▶ Data lines

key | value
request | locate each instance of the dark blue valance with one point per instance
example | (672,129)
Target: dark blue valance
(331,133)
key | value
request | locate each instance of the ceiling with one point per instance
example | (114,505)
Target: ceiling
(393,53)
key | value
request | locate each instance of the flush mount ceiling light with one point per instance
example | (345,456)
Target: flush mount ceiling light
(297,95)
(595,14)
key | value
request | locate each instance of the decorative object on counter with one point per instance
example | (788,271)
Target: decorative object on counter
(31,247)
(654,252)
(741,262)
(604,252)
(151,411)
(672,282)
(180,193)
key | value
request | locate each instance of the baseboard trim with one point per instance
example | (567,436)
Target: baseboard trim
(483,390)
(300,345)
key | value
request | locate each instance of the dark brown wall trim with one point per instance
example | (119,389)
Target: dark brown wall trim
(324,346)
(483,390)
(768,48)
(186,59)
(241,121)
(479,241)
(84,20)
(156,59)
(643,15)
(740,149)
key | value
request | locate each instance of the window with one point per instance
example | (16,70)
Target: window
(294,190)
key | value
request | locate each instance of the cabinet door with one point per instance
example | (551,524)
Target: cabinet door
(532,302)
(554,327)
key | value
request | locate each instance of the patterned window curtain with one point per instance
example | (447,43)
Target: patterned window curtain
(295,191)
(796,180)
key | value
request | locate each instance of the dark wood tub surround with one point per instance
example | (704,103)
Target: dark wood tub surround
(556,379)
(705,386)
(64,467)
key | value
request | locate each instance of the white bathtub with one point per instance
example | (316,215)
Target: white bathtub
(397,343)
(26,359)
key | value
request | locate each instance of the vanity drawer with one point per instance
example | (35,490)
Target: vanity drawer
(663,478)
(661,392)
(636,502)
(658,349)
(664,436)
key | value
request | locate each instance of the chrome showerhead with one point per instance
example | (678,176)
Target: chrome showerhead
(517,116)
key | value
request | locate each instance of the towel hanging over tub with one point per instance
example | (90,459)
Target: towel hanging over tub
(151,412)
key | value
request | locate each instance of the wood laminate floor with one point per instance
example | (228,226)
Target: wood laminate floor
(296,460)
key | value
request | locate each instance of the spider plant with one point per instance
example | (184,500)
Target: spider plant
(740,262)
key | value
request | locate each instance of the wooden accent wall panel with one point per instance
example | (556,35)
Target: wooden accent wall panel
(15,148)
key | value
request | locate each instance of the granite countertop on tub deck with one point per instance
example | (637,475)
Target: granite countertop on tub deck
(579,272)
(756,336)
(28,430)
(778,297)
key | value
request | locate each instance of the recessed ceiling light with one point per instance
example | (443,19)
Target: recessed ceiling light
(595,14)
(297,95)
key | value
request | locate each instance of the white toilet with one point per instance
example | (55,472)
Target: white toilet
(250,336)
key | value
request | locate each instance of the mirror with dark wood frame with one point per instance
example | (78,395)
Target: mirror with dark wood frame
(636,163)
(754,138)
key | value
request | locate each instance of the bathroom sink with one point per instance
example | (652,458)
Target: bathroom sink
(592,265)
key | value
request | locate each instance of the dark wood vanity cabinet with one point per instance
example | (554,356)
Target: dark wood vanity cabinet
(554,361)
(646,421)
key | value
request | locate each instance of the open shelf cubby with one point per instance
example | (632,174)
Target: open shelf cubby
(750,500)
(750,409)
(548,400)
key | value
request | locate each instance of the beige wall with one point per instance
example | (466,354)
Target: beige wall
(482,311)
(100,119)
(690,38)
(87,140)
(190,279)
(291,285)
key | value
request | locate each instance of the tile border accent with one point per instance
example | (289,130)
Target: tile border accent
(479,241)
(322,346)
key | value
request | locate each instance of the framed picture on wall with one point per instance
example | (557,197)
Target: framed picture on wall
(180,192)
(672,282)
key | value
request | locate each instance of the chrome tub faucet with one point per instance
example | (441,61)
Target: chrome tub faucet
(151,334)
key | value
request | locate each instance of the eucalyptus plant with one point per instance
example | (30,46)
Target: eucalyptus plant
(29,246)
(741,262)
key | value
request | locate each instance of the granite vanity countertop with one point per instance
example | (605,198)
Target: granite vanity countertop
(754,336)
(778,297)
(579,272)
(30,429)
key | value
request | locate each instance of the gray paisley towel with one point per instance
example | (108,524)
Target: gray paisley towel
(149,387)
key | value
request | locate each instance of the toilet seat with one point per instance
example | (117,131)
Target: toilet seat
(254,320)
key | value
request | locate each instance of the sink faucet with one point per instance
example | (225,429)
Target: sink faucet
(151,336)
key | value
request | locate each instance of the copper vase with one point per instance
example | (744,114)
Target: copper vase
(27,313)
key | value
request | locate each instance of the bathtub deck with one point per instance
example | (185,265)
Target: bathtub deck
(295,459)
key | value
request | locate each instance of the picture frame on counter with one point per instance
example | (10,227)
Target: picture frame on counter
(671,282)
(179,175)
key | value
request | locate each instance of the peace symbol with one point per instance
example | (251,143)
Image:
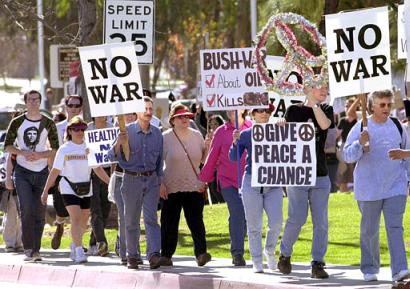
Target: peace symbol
(257,133)
(306,132)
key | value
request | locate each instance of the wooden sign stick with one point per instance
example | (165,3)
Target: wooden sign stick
(125,146)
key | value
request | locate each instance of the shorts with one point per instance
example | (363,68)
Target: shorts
(57,200)
(73,200)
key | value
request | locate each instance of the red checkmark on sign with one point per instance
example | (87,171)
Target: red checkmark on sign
(209,80)
(210,99)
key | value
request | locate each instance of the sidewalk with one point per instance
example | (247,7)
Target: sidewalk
(57,270)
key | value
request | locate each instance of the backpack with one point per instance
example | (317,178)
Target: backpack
(396,122)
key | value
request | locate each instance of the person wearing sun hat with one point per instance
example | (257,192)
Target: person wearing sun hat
(184,151)
(258,199)
(71,163)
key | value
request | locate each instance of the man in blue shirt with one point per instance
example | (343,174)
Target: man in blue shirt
(140,186)
(380,185)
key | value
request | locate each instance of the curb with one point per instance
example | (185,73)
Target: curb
(84,278)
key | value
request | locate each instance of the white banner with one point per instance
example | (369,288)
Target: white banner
(358,47)
(229,81)
(112,79)
(99,142)
(283,155)
(281,103)
(131,21)
(401,34)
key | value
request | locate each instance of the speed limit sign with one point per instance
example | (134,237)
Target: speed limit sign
(131,20)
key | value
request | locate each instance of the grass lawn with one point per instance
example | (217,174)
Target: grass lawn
(344,245)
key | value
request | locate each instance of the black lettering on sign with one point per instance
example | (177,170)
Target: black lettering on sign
(349,40)
(306,156)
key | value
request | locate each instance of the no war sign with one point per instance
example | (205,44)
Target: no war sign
(229,81)
(283,155)
(99,142)
(112,79)
(358,51)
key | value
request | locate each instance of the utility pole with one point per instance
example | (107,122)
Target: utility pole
(40,39)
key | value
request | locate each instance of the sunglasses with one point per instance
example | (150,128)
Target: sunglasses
(262,110)
(78,128)
(72,105)
(383,104)
(182,116)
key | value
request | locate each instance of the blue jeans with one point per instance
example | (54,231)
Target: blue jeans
(255,201)
(29,186)
(299,200)
(141,193)
(393,209)
(237,222)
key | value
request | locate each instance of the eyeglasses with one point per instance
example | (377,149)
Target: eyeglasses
(72,105)
(37,99)
(383,104)
(182,116)
(263,110)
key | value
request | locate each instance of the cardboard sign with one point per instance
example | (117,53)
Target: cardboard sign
(281,103)
(112,79)
(358,51)
(99,142)
(229,81)
(131,21)
(401,34)
(3,163)
(283,155)
(67,58)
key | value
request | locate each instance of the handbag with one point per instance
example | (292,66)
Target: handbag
(80,189)
(190,161)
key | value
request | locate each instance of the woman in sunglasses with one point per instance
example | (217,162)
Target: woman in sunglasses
(71,163)
(258,199)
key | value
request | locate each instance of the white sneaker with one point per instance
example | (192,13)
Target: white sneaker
(92,251)
(72,252)
(272,263)
(257,268)
(403,274)
(80,257)
(368,277)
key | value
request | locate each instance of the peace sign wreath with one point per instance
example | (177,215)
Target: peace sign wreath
(297,58)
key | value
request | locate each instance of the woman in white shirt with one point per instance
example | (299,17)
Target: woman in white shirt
(71,163)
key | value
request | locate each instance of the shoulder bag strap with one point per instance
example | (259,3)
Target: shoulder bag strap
(186,153)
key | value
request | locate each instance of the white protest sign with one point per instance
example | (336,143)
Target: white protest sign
(281,103)
(99,142)
(283,155)
(229,81)
(112,79)
(131,21)
(358,46)
(401,34)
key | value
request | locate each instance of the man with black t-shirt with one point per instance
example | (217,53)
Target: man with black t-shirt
(300,198)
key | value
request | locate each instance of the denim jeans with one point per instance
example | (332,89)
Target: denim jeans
(255,201)
(29,186)
(100,209)
(300,199)
(237,223)
(393,209)
(141,193)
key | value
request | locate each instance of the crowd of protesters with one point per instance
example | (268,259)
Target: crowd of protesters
(172,169)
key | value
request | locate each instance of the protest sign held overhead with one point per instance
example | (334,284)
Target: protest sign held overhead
(280,102)
(401,33)
(131,21)
(358,47)
(229,81)
(283,155)
(99,142)
(112,79)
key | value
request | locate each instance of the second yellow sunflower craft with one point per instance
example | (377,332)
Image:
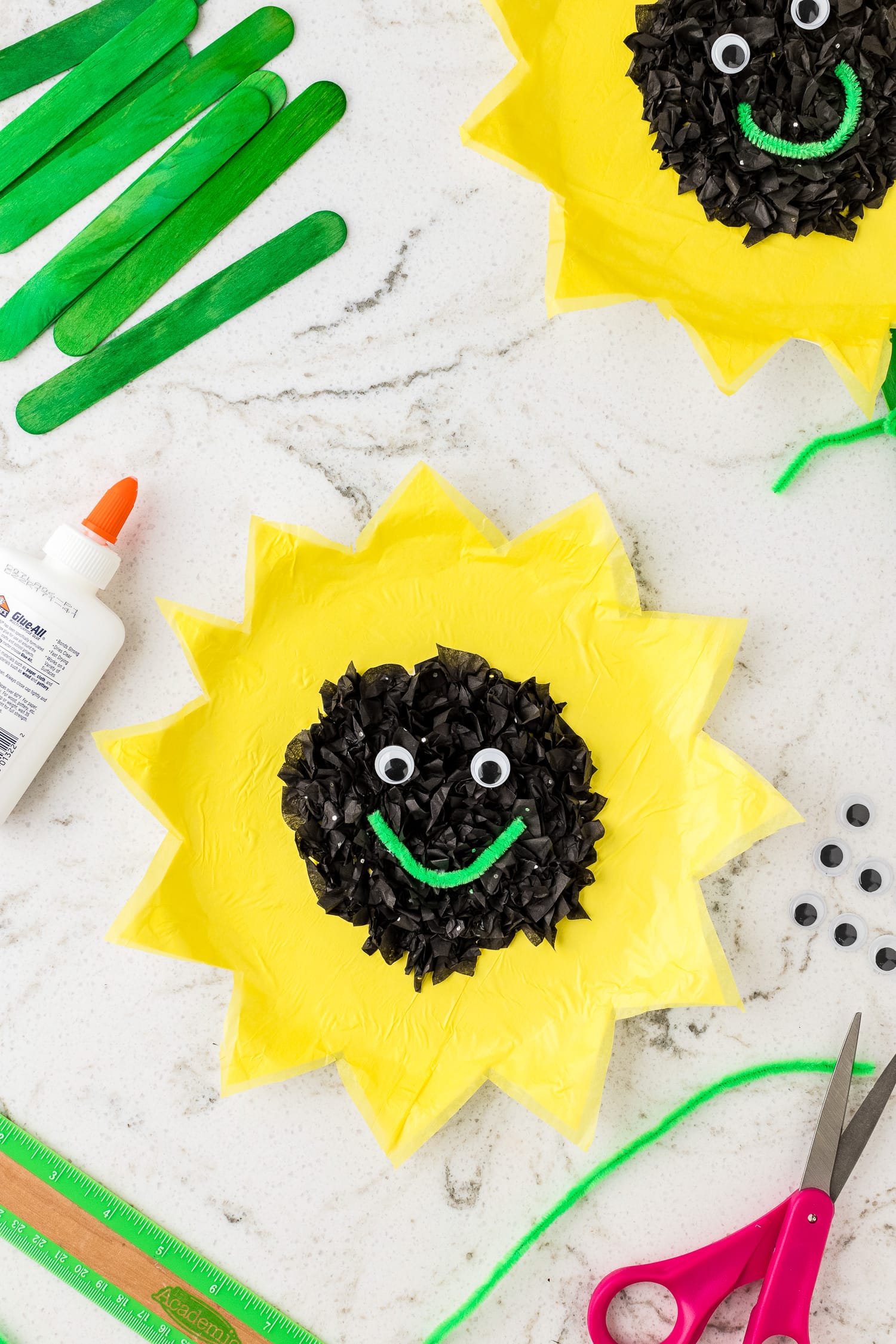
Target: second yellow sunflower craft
(571,115)
(573,653)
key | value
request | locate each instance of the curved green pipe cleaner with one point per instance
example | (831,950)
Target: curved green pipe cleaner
(624,1155)
(812,148)
(438,877)
(886,425)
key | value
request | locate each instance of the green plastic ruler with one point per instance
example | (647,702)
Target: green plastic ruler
(60,1218)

▶ Exercise aim
Pull out every line of the listing above that contains the string "toilet" and copy each one in full. Case matters when matching.

▶ Finished task
request | locate each instance of the white toilet with one point per instance
Target: white toilet
request | locate each instance of the toilet seat with one point per instance
Target: toilet seat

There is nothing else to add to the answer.